[Referring expression pointing data]
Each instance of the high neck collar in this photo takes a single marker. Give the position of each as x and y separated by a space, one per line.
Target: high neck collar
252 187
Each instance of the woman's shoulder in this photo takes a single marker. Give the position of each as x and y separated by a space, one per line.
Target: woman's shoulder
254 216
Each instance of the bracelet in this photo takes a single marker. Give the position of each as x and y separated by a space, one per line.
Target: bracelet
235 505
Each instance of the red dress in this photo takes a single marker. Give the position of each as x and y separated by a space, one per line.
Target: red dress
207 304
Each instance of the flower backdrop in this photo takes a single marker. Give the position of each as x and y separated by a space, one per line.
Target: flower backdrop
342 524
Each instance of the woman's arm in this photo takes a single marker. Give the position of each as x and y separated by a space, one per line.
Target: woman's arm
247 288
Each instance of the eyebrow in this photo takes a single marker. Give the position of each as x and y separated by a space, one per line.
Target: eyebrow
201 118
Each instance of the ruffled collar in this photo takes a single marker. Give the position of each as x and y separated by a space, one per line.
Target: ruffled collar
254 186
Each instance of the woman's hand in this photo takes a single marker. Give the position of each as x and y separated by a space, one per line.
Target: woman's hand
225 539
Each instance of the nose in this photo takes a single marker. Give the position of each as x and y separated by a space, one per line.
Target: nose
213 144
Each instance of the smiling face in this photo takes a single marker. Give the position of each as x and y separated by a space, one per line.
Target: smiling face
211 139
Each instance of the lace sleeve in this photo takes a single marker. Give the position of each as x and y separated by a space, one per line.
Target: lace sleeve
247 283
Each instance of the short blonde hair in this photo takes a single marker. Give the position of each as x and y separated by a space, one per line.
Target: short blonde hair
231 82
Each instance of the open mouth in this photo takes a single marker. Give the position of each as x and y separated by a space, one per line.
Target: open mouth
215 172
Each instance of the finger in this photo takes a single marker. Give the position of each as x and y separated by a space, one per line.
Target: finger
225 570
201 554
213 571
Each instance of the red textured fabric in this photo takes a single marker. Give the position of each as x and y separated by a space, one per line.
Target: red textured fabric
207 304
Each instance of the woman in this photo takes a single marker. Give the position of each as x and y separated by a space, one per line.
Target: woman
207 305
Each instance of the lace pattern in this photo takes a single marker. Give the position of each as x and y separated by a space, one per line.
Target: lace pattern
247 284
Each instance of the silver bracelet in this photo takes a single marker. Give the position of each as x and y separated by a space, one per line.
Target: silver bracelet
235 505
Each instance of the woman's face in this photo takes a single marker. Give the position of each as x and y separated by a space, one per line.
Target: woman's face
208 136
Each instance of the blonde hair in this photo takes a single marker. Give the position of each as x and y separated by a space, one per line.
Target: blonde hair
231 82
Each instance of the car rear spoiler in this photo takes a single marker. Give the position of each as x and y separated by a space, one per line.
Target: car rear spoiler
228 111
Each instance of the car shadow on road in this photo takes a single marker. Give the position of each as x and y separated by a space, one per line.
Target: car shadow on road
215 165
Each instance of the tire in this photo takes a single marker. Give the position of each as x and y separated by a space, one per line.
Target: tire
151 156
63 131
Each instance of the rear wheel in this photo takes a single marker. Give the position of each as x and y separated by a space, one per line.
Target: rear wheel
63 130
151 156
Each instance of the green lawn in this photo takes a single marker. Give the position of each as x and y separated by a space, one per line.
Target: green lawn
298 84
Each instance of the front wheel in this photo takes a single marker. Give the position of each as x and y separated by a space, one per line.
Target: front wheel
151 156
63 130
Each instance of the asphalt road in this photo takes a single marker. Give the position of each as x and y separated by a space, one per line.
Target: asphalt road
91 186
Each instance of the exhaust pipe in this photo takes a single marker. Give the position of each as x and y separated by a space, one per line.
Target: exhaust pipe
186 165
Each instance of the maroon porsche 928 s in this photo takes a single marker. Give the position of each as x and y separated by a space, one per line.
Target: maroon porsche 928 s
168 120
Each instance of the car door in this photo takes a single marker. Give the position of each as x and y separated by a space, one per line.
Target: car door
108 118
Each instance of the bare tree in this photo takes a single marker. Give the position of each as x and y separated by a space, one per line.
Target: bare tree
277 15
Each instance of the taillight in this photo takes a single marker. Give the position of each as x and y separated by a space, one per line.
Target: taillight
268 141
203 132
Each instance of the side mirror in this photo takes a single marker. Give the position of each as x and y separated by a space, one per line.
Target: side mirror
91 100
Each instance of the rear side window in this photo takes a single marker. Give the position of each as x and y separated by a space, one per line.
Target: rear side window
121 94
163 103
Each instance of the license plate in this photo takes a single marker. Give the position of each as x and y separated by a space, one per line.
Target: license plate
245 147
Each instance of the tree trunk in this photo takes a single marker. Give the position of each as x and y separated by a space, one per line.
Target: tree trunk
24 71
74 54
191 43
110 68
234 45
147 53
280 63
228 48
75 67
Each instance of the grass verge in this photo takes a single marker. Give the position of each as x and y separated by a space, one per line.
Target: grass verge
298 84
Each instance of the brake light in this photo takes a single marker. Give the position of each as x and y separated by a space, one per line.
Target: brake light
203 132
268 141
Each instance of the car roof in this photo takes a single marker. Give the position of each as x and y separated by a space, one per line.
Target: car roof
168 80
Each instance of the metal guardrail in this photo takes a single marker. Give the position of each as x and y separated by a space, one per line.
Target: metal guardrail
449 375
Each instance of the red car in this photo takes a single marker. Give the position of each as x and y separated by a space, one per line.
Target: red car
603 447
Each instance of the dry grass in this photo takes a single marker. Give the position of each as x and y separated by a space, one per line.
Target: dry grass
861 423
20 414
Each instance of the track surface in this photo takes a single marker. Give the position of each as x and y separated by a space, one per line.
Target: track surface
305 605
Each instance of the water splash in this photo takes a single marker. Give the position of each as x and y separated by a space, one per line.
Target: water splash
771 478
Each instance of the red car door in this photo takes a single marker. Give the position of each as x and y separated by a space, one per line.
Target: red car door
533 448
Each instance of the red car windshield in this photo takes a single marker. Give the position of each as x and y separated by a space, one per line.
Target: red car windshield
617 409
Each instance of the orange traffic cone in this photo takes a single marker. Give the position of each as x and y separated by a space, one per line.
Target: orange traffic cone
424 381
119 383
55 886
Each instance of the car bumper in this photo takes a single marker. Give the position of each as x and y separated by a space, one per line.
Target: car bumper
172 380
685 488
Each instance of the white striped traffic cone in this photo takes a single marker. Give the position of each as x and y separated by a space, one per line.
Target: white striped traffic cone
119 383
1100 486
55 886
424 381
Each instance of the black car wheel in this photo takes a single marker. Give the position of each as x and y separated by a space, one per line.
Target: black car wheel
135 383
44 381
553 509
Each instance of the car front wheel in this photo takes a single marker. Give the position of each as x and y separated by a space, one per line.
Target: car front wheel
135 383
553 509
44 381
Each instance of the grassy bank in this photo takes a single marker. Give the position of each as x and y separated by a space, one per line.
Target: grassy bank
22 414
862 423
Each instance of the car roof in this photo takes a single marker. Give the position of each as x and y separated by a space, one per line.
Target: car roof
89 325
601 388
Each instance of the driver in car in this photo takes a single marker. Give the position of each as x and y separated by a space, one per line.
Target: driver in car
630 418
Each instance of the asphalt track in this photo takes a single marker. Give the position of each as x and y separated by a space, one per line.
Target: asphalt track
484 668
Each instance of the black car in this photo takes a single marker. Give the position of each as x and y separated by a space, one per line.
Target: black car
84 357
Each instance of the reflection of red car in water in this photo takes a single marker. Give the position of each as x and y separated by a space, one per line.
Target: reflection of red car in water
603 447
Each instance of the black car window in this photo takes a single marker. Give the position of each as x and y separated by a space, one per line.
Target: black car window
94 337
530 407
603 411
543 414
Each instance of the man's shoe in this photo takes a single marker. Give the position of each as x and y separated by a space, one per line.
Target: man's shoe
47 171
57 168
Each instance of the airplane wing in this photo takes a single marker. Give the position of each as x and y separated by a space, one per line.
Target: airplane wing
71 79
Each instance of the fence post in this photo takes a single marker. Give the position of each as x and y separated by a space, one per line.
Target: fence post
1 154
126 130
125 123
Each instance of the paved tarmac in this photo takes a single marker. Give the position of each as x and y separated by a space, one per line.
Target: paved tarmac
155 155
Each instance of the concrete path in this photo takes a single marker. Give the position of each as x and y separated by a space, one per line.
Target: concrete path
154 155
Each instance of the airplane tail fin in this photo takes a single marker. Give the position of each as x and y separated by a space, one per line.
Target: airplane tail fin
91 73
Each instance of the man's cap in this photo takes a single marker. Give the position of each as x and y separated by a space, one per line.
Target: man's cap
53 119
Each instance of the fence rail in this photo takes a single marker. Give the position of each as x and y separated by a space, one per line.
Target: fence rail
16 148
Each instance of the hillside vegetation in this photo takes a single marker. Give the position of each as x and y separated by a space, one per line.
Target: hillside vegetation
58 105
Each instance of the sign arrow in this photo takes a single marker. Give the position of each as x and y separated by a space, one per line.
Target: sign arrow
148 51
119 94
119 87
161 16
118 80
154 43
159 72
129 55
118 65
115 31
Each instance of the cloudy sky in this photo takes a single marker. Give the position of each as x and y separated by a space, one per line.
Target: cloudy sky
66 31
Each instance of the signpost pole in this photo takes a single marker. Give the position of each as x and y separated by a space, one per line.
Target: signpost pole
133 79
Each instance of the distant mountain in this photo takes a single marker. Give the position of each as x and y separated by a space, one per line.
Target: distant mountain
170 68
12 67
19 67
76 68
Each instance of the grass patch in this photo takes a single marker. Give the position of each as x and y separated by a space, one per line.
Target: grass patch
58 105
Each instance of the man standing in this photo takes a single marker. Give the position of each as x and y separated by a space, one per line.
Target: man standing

> Aim of the exercise
Copy all lines above containing the string "standing".

> Task output
Each instance of the man standing in this photo takes a single marker. Give the position of each as x and y separated by a space, one per line.
Target: man standing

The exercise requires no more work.